» **LATIHAN**:
Dalam teks tentang Pontianak Jamming Club, siapa yang menjabat sebagai ketua klub tersebut?

» **BAGIAN DOKUMEN**:
• • •
Pontianak Jamming Club (PJC) adalah klub komunitas para musisi pontianak, dimana pada Jumat lalu menggelar event Jamming Session keduanya di cafe locomotif pontianak (18/07/20), para musisi yang tampil sangat groovy dengan taste yang tidak kalah dengan musisi eropa bahkan dunia.
Kegiatan tersebut dihadiri hampir seluruh musisi Pontianak dari berbagai genre dan beberapa komunitas, rock, jazz, blues, country musik, reggae bahkan dangdut, mereka bisa saling berinterakasi antara genre untuk melakukan free style jamming dalam mengeluarkan serta mengeksplorasi kemampuan mereka.
Ketua PJC, Agung Kalis, mengatakan bahwa PJC ini selain bermusik, adalah wadah
saturahmi bagi para musisi dan penilkmat musik di Pontianak. Mimpi kami, PJC bisa terekspose secara nasional maupun international agar para musisi luar Pontianak maupun luar Indonesia untuk berkunjung ke kota tercinta 'Pontianak' dan bersedia jamming dengan kami musisi Pontianak serta melihat indahnya Pontianak.
''Selain itu, kami juga ingin meramaikan event musik Pontianak, dan goal besarnya, adalah mengangkat kembali value musik di Kalimantan Barat'' ujar Agung yang juga seorang musisi.
PJC sudah terbentuk sejak tahun 2023, berawal dari kegemaran dan hobi bermusik. Mereka sering mengcreate event sendiri untuk kumpul-kumpul dengan teman para musisi, kadang kita bawa alat instrumen sendiri untuk main dibeberapa tempat, ''hitung-hitung meramaikan cafe teman-teman juga''. ujar Abunk pemilik locomotif juga musisi dan salah satu anggota s PJC.
Grand launching PJC, resminya telah dilaksanakan pada bulan Juni 2025 lalu, 'Alhamdulillah animo musisi sangat positif seluruh genre musik hadir, mereka professional, cuplikannya dapat dilihat sosial media PJC ( Instagram; @Pontaianak Jamming Club)'' kata ketua PJC.
Pontianak adalah ibukota Kalimantan Barat salah satu kota dan provinsi di Indonesia, berpopulasi lebih dari 500 ribu jiwa. Bicara Kalimantan, masih sedikit melekat dengan memori 20 tahun lalu. Masyarakat International melihat kota ini cukup ekstrim dengan kejadian konflik salah satu suku tertentu dengan penduduk lokal sehingga terdengar dunia masih melihat kota ini cukup negatif sedikit ''menyeramkan'.
Dalam kesempatan ini saya tidak akan menceritakan memori menyeramkan tersebut, akan tetapi sesuatu yang bertolak belakang dari cerita tersebut. Bagi teman-teman yang menyenangi musik atau secara global bisa saya katakan bahwa musik Pontianak taste rasanya Eropa.
Para musisi Pontianak sangat produktif, mereka berkembang selaras dangan idealisme
bermusik mereka dengan berbagai aliran rock, jazz, blues, pop dan lainnya. Menariknya untuk dapat melihat performe mereka, dengan mudah dapat kita temui dibeberapa tempat, seperti cafe ,resto dan beberapa rumah kopi yang tersebar di beberapa lokasi di Pontianak.
• • •
» **INFORMASI YANG DITAMPILKAN**:
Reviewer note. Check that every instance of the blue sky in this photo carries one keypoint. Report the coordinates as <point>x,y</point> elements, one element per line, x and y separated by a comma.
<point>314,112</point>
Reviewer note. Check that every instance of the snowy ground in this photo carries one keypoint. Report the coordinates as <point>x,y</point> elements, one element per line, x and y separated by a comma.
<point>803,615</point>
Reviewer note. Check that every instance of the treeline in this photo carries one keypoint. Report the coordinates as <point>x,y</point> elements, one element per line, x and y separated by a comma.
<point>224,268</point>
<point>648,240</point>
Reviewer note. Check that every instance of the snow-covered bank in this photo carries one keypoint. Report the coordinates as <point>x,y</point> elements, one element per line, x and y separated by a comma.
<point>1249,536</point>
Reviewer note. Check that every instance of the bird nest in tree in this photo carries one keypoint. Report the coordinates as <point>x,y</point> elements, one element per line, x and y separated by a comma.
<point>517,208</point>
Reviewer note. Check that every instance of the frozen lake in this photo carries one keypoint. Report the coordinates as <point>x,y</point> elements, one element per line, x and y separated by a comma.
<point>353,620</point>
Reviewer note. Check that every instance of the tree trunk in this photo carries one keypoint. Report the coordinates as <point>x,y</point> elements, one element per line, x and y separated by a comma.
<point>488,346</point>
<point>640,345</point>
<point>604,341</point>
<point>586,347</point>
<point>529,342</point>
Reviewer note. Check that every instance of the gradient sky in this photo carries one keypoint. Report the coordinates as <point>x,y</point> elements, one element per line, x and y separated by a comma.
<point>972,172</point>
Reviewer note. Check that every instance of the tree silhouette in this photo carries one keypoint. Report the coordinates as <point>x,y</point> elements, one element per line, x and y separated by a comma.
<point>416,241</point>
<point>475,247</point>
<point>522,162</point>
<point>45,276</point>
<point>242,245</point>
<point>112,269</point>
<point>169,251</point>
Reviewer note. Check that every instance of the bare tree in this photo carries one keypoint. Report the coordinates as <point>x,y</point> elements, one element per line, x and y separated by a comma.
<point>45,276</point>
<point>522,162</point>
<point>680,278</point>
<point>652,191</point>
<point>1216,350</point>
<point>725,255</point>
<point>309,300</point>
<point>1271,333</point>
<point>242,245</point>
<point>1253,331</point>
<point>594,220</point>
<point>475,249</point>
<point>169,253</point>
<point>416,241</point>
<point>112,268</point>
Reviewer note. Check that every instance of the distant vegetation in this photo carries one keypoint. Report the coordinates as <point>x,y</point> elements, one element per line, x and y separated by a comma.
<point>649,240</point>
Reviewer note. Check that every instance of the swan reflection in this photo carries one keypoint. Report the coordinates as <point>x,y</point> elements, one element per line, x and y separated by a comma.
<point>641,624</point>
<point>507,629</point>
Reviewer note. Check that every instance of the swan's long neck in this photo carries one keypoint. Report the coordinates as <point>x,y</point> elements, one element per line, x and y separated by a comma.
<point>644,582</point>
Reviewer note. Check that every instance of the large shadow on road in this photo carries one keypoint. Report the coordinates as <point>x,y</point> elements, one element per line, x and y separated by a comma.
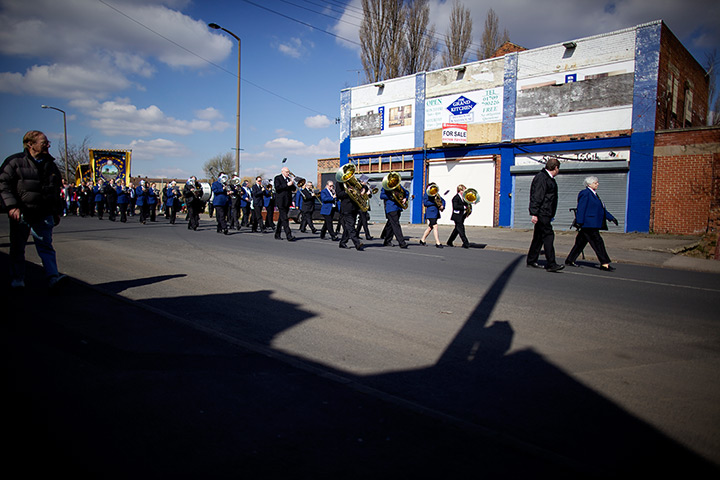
<point>118,382</point>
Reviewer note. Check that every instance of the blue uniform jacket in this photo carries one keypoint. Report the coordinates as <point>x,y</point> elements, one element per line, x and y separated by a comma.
<point>123,194</point>
<point>328,202</point>
<point>591,211</point>
<point>140,196</point>
<point>432,211</point>
<point>390,204</point>
<point>220,197</point>
<point>99,197</point>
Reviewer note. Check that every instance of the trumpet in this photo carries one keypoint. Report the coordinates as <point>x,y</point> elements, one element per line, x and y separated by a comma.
<point>391,183</point>
<point>433,191</point>
<point>354,189</point>
<point>470,197</point>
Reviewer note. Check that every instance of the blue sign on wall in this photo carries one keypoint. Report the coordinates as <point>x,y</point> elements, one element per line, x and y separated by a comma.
<point>461,106</point>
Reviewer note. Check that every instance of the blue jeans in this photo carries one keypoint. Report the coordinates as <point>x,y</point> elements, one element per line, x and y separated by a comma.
<point>41,231</point>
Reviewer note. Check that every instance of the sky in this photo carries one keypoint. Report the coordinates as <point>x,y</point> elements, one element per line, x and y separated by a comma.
<point>151,76</point>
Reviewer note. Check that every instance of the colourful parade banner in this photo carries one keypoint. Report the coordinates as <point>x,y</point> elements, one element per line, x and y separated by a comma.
<point>110,164</point>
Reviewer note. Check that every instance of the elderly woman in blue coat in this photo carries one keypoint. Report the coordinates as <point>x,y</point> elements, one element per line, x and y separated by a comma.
<point>432,213</point>
<point>591,217</point>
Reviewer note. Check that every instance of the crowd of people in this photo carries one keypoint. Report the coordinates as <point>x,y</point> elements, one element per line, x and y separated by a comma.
<point>35,197</point>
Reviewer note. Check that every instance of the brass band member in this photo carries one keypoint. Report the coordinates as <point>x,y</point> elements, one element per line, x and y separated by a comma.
<point>348,216</point>
<point>284,189</point>
<point>458,216</point>
<point>192,192</point>
<point>364,217</point>
<point>432,213</point>
<point>308,208</point>
<point>328,209</point>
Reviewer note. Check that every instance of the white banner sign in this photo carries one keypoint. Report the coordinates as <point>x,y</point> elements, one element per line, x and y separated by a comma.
<point>454,133</point>
<point>479,106</point>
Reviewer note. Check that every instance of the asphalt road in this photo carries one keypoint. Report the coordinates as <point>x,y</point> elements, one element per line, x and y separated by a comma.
<point>614,374</point>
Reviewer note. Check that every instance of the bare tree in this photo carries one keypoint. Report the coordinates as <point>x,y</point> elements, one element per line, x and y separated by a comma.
<point>420,44</point>
<point>711,64</point>
<point>372,40</point>
<point>491,38</point>
<point>394,15</point>
<point>224,162</point>
<point>458,36</point>
<point>77,155</point>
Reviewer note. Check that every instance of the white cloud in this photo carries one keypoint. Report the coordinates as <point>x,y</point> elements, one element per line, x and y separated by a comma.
<point>318,121</point>
<point>156,148</point>
<point>324,148</point>
<point>295,47</point>
<point>120,117</point>
<point>92,48</point>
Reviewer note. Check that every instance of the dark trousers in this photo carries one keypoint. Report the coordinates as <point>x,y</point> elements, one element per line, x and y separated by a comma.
<point>283,222</point>
<point>349,232</point>
<point>257,219</point>
<point>363,218</point>
<point>392,228</point>
<point>193,216</point>
<point>328,227</point>
<point>591,236</point>
<point>459,230</point>
<point>220,213</point>
<point>306,221</point>
<point>543,236</point>
<point>112,209</point>
<point>123,211</point>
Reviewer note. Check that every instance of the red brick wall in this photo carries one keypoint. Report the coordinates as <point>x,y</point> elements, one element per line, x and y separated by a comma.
<point>686,182</point>
<point>675,59</point>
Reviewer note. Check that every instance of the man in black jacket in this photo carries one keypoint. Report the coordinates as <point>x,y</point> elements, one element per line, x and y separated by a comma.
<point>284,189</point>
<point>543,206</point>
<point>30,186</point>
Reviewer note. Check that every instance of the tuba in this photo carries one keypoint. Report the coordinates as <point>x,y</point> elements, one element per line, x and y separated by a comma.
<point>391,184</point>
<point>434,191</point>
<point>346,175</point>
<point>470,197</point>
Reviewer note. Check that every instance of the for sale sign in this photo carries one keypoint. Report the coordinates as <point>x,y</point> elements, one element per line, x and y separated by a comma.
<point>454,133</point>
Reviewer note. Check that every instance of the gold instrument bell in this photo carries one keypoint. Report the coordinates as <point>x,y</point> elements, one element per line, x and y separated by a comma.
<point>346,175</point>
<point>391,183</point>
<point>471,197</point>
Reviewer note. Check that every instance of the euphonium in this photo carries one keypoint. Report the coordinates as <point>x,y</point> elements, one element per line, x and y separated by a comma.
<point>471,197</point>
<point>391,183</point>
<point>434,191</point>
<point>354,189</point>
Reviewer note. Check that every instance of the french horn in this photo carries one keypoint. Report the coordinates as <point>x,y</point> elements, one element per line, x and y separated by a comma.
<point>391,184</point>
<point>346,175</point>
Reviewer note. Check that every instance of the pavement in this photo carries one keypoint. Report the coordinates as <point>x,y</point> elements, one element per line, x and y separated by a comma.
<point>139,393</point>
<point>665,251</point>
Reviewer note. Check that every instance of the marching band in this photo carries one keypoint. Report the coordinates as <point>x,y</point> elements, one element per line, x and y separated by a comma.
<point>237,205</point>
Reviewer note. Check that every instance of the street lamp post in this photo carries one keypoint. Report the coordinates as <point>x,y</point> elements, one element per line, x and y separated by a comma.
<point>237,122</point>
<point>67,178</point>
• • •
» **HASIL LATIHAN**:
Agung Kalis.